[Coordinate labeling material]
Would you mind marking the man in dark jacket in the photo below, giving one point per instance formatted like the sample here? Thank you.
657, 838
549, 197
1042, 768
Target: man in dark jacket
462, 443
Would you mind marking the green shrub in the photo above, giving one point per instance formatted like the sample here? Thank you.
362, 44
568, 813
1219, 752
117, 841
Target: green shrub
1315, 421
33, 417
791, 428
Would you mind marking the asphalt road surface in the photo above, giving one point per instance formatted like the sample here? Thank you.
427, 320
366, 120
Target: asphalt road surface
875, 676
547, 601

**What you are asked to do**
Switch "Target" to "Object" in the part of the material that opens with the line containing "Would you mind marking the green" and runs through the end of the material. Leave everything else unchanged and give back only that part.

**Solution**
Would you mind marking the green shrub in the photo above, giving one point per instance formatted like the sample here? Thank you.
362, 44
568, 813
1219, 752
117, 841
Object: green shrub
1315, 421
33, 417
791, 428
Would you mind marking the asphalt road surface in the photo above, giving one point per instance formatted like the sample here? Thank you.
427, 320
366, 120
Object: asphalt road surface
875, 676
547, 601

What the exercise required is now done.